# [Instructions for the task]
Quote every one of the records below word for word, leaving the pictures out of your answer.

# [Material provided]
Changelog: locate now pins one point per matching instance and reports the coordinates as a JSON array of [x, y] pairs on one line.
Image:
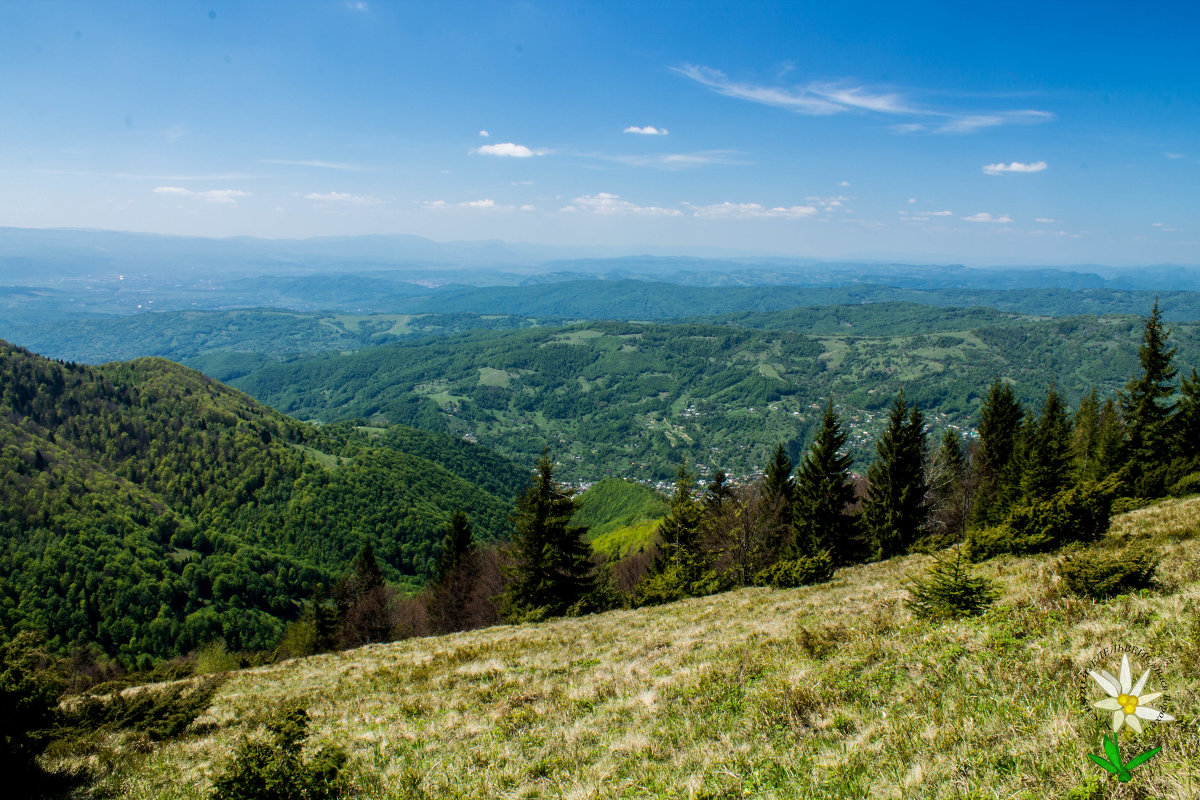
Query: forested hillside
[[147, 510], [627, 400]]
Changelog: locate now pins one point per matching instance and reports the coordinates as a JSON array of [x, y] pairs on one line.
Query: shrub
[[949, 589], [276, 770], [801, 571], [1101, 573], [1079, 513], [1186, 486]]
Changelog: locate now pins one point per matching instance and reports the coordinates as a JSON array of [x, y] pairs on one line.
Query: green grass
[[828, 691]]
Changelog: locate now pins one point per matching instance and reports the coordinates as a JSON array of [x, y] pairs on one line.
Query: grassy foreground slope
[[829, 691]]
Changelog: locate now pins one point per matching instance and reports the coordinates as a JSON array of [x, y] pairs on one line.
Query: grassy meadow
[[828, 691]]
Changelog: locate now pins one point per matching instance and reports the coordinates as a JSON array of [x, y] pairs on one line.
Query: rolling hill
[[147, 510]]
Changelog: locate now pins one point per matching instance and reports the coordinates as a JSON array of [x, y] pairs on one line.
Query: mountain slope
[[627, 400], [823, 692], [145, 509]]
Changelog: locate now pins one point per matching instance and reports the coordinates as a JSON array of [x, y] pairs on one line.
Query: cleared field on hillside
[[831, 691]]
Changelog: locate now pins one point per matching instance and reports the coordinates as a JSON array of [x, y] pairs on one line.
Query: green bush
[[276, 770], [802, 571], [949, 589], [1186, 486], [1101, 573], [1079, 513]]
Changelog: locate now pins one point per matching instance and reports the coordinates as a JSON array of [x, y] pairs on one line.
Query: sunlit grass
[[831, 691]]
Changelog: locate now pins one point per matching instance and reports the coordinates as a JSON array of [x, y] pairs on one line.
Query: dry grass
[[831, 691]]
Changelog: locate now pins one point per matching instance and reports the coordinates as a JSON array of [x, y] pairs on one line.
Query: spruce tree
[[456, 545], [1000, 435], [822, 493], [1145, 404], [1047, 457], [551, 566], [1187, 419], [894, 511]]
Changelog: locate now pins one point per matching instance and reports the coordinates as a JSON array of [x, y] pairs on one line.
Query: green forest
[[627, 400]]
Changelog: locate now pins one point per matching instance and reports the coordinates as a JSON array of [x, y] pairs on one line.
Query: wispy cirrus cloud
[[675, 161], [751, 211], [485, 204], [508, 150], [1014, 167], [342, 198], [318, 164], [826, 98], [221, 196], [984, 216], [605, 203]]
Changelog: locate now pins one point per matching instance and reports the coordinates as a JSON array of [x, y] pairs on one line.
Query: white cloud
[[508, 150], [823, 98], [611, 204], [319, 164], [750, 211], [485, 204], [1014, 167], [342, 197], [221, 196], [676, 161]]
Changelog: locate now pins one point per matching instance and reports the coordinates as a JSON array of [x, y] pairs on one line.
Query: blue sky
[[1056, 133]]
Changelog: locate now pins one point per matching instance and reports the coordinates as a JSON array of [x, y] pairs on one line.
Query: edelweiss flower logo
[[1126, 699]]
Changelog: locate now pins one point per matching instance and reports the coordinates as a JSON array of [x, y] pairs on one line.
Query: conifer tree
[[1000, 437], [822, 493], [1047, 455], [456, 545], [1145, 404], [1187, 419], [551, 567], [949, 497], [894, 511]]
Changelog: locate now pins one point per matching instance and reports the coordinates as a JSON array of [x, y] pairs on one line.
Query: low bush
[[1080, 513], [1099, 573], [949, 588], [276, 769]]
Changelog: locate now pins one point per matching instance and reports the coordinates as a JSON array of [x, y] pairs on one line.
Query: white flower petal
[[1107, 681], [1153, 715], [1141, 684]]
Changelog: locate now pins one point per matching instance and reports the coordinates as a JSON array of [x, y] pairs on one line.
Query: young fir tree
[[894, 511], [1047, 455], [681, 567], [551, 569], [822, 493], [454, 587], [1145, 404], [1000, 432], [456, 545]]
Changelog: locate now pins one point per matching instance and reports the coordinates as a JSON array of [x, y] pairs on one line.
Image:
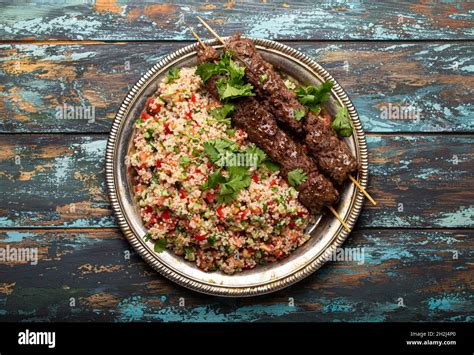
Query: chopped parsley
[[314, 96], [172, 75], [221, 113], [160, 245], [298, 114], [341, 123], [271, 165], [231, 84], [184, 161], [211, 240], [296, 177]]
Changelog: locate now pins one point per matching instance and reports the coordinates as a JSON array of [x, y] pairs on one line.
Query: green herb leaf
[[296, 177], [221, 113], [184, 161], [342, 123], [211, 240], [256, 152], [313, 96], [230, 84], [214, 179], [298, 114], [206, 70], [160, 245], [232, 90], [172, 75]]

# [Problem solution]
Changelog: locate now pins one point per matching instance and reports the coordinates as a JSON array of [x, y] pairs on one line.
Image:
Query: forested hillside
[[147, 510], [627, 400]]
Changelog: locate now pins one point per matching instance and reports the coordinates as a JSON array of [x, y] pairs on one line.
Query: shrub
[[949, 589], [276, 770], [801, 571], [1101, 573], [1079, 513], [1186, 486]]
Changelog: locate now pins one point per matching instance and reports the coordinates as a JSON array of [x, y] pairs on one line.
Query: green grass
[[828, 691]]
Changelog: locate now pins one point per matching instance and reports the coordinates as a JSON array of [x, y] pairs on one line.
Query: grassy foreground slope
[[829, 691]]
Changelog: locate now pins one point per matching instance and reports the coordinates as a JSON array of [x, y] pairs on one line.
Query: grassy meadow
[[828, 691]]
Changelog: locate now pins one point per matching instance and reports the coordinates as a JSON array of [x, y] pairs on one line.
Query: rolling hill
[[147, 510]]
Changelog: locate now pins one point per matching instance and reports the coordinates as a JSON array of [x, y] pairs on one line.
Query: mountain slope
[[627, 400], [823, 692], [145, 509]]
Changelog: locate now pins one point per matching instance and reports the coordinates as a JSON array of [x, y] pairs on one line.
Query: cleared field on hillside
[[831, 691]]
Changelog: locate now pins one point per matching instance and reports the coordinates as a JSON array of [x, y] pairs on one line.
Query: green bush
[[276, 770], [802, 571], [949, 589], [1186, 486], [1101, 573], [1079, 513]]
Changelog: locate now pins one point per matching instance and reports the coordinates as a JSON array of [x, y] pairs on one line.
Query: sunlit grass
[[831, 691]]
Changelog: locate now pins one point per matching instance and reports the coordinates as a JSON array of [x, y] pairs on one line.
Query: dry grass
[[831, 691]]
Changelog: locate now pins one point per matching instance and reports the coordinates as a JSON array of [x, y] pairs on one line.
Query: spruce tree
[[456, 545], [1000, 435], [822, 493], [1145, 404], [1047, 457], [551, 566], [1187, 419], [894, 511]]
Changelog: locate now pins one point per matching instance and reports the coordinates as a JSON array of [x, y] pairs on one line.
Query: green forest
[[627, 400]]
Changelog: locate now pins one point per matching instance and reports the coordinates as a JSON array of [x, y] pairs on one line.
Query: wispy cirrus cloud
[[675, 161], [751, 211], [485, 204], [508, 150], [1014, 167], [342, 198], [318, 164], [826, 98], [221, 196], [984, 216], [605, 203]]
Changelog: locate now pins one point per matching instance and reports the coordinates as a JSON array of [x, y] pairs on one line.
Query: white cloud
[[508, 150], [823, 98], [611, 204], [319, 164], [750, 211], [485, 204], [1014, 167], [342, 197], [221, 196], [676, 161]]
Changelog: locate now pins one point per matching instance and reports the coordinates as a JSON array of [x, y] pairs on one line.
Query: blue sky
[[1056, 133]]
Changelog: locate now pins one point per matching instance and reports the coordinates as a JSON array of [x, y] pairs on one line.
Query: edelweiss flower logo
[[1126, 699]]
Changelog: locate now pins one point per matching instance and reports the coordinates as a JSON array of [x, y] pairs on one line.
Query: conifer tree
[[1000, 437], [822, 493], [1047, 455], [456, 545], [1145, 404], [1187, 419], [551, 567], [949, 497], [894, 511]]
Changelog: locate now pins one point per matching instance and reports the coordinates as a JSON array of [x, y] pairs on one line.
Query: low bush
[[1080, 513], [1099, 573], [949, 588], [276, 769]]
Changelog: locate now pins one point per matching instance and reports the coordinates as a JSON array of [x, y] pairs on one line.
Query: white flower petal
[[1107, 681], [1153, 715], [1141, 684]]
Changelog: locate now pins one point per matching instance and reports the coordinates as a JSON array of [x, y] pairs on one line.
Query: young fir tree
[[894, 511], [1047, 455], [681, 567], [551, 569], [822, 493], [454, 587], [1145, 404], [1000, 432], [456, 545]]
Changelog: locate now pins one point per matching instance and reports the coordinates as a JSON array of [x, y] pairs on one line.
Image:
Query: chopped parsley
[[314, 96], [172, 75], [221, 113], [160, 245], [298, 114], [341, 123], [271, 165], [231, 84], [184, 161], [211, 240], [296, 177]]
Changelog: locate now pins one point per matching instance and reports the coordinates as a JSON array of [x, y] pairs on one line.
Query: green herb leaf
[[296, 177], [221, 113], [184, 161], [342, 123], [211, 240], [256, 152], [313, 96], [230, 84], [214, 179], [298, 114], [206, 70], [160, 245], [232, 90], [172, 75]]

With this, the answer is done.